Segment Open

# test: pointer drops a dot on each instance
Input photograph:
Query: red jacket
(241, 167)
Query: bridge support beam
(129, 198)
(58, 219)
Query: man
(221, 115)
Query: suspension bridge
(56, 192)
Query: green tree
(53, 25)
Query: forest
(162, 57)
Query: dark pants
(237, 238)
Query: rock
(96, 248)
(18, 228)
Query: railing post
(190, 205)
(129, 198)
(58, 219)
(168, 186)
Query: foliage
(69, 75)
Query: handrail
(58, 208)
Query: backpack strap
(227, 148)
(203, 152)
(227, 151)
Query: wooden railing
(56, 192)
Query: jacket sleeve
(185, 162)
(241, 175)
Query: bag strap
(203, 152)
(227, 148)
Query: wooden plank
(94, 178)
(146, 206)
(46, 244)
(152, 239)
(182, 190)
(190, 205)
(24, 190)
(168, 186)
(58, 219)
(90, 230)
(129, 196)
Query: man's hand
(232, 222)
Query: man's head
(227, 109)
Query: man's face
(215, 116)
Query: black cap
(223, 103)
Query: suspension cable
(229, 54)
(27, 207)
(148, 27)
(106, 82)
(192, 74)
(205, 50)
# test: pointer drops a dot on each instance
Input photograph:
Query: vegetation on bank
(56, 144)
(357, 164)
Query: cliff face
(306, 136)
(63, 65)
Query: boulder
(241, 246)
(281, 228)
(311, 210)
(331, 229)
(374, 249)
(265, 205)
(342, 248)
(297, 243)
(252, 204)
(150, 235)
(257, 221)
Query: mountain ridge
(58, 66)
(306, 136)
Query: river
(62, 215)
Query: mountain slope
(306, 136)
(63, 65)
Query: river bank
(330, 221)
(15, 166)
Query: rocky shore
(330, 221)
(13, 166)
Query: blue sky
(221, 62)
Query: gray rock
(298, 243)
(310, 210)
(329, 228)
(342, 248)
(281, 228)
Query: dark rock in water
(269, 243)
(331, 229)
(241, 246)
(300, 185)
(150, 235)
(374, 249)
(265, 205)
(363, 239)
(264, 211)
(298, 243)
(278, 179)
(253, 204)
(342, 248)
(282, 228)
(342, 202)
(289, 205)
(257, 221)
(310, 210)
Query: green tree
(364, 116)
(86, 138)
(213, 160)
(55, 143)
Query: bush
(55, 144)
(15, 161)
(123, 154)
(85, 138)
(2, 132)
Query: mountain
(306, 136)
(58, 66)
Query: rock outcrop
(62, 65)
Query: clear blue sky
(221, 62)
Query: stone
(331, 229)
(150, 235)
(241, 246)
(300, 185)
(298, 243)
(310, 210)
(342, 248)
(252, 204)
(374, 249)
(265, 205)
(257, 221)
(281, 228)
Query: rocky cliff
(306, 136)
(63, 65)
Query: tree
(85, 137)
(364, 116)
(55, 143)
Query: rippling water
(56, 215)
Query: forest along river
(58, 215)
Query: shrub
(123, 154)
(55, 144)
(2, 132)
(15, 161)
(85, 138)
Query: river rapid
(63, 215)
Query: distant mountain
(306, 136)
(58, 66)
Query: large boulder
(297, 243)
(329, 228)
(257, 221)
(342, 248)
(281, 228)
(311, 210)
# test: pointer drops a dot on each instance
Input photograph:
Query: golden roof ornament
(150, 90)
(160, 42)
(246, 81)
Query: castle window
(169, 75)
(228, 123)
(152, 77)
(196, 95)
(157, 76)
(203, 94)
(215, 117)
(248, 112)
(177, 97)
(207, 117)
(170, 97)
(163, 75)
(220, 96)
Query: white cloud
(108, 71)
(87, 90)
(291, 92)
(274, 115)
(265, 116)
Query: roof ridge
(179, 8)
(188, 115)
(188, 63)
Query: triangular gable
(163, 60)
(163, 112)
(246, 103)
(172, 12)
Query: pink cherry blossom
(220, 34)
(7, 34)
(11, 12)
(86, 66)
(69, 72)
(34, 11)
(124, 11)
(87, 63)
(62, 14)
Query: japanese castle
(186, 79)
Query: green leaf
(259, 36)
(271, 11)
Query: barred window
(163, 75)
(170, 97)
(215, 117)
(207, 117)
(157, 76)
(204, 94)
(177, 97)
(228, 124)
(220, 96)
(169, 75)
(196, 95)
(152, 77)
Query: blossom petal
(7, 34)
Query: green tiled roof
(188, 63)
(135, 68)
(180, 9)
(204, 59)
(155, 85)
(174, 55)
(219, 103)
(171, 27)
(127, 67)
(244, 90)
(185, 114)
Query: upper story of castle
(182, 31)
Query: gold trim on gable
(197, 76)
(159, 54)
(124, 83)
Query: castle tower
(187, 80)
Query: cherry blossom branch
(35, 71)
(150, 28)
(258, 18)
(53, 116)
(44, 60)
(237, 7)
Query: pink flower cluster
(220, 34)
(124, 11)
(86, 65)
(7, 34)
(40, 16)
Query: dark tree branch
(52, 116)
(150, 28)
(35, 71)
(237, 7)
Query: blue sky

Segment Closed

- **WORK TO BE COMPLETED**: Each line of the data above is to be set down exactly.

- **ANSWER SECTION**:
# test: pointer drops a dot on each instance
Input photograph:
Query: red jacket
(241, 167)
Query: bridge support beam
(129, 198)
(58, 219)
Query: man
(221, 115)
Query: suspension bridge
(56, 192)
Query: green tree
(53, 25)
Query: forest
(162, 57)
Query: dark pants
(237, 238)
Query: rock
(96, 248)
(18, 228)
Query: railing post
(190, 205)
(129, 198)
(58, 219)
(168, 186)
Query: foliage
(69, 75)
Query: handrail
(58, 208)
Query: backpack strap
(227, 148)
(203, 152)
(227, 151)
Query: wooden railing
(56, 192)
Query: jacket sleeve
(185, 162)
(241, 175)
Query: bag strap
(203, 152)
(227, 148)
Query: wooden plank
(94, 178)
(146, 206)
(46, 244)
(152, 239)
(182, 190)
(190, 205)
(24, 190)
(168, 186)
(58, 219)
(90, 230)
(129, 196)
Query: man's hand
(232, 222)
Query: man's head
(227, 109)
Query: man's face
(215, 116)
Query: black cap
(223, 103)
Query: suspension cable
(229, 54)
(27, 207)
(148, 27)
(106, 82)
(192, 74)
(205, 50)
# test: pointer drops a dot on each instance
Input photograph:
Query: vegetation on bank
(56, 144)
(357, 164)
Query: cliff face
(306, 136)
(63, 65)
Query: boulder
(241, 246)
(281, 228)
(311, 210)
(331, 229)
(374, 249)
(265, 205)
(342, 248)
(297, 243)
(252, 204)
(150, 235)
(257, 221)
Query: mountain ridge
(58, 66)
(306, 136)
Query: river
(62, 215)
Query: mountain slope
(306, 136)
(63, 65)
Query: river bank
(330, 221)
(15, 166)
Query: rocky shore
(330, 221)
(13, 166)
Query: blue sky
(221, 62)
Query: gray rock
(298, 243)
(310, 210)
(329, 228)
(342, 248)
(281, 228)
Query: dark rock in water
(269, 243)
(331, 229)
(241, 246)
(300, 185)
(150, 235)
(374, 249)
(265, 205)
(363, 239)
(264, 211)
(298, 243)
(278, 179)
(253, 204)
(342, 248)
(282, 228)
(342, 202)
(289, 205)
(257, 221)
(310, 210)
Query: green tree
(364, 116)
(86, 138)
(213, 160)
(55, 143)
Query: bush
(55, 144)
(15, 161)
(123, 154)
(85, 138)
(2, 132)
Query: mountain
(306, 136)
(58, 66)
Query: rock outcrop
(62, 65)
Query: clear blue sky
(221, 62)
Query: stone
(331, 229)
(150, 235)
(241, 246)
(300, 185)
(298, 243)
(310, 210)
(342, 248)
(252, 204)
(374, 249)
(265, 205)
(257, 221)
(281, 228)
Query: rocky cliff
(306, 136)
(63, 65)
Query: tree
(85, 137)
(364, 116)
(55, 143)
Query: rippling water
(56, 215)
Query: forest along river
(58, 215)
Query: shrub
(123, 154)
(55, 144)
(2, 132)
(15, 161)
(85, 138)
Query: river rapid
(63, 215)
Query: distant mountain
(306, 136)
(58, 66)
Query: large boulder
(297, 243)
(329, 228)
(257, 221)
(342, 248)
(281, 228)
(311, 210)
# test: pointer drops a dot on each instance
Input photograph:
Query: golden roof ornament
(150, 90)
(160, 42)
(246, 81)
Query: castle window
(169, 75)
(228, 123)
(152, 77)
(196, 95)
(157, 76)
(203, 94)
(215, 117)
(248, 112)
(177, 97)
(207, 117)
(170, 97)
(163, 75)
(220, 96)
Query: white cloud
(108, 71)
(87, 90)
(291, 92)
(274, 115)
(265, 116)
Query: roof ridge
(179, 8)
(188, 115)
(188, 63)
Query: triangular gable
(163, 60)
(163, 112)
(246, 103)
(172, 12)
Query: pink cherry blossom
(220, 34)
(7, 34)
(11, 12)
(86, 66)
(69, 72)
(34, 11)
(124, 11)
(87, 63)
(62, 14)
Query: japanese castle
(186, 79)
Query: green leaf
(259, 36)
(271, 11)
Query: barred window
(163, 75)
(170, 97)
(215, 117)
(207, 117)
(157, 76)
(204, 94)
(177, 97)
(228, 124)
(220, 96)
(169, 75)
(196, 95)
(152, 77)
Query: blossom petal
(7, 34)
Query: green tiled roof
(188, 63)
(135, 68)
(180, 9)
(204, 59)
(155, 85)
(174, 55)
(219, 103)
(171, 27)
(127, 67)
(244, 90)
(185, 114)
Query: upper story of castle
(182, 31)
Query: gold trim on gable
(197, 76)
(159, 54)
(124, 83)
Query: castle tower
(187, 80)
Query: cherry blossom branch
(35, 71)
(150, 28)
(258, 18)
(53, 116)
(44, 60)
(237, 7)
Query: pink flower cluster
(220, 34)
(124, 11)
(86, 65)
(7, 34)
(40, 16)
Query: dark tree branch
(52, 116)
(150, 28)
(35, 71)
(237, 7)
Query: blue sky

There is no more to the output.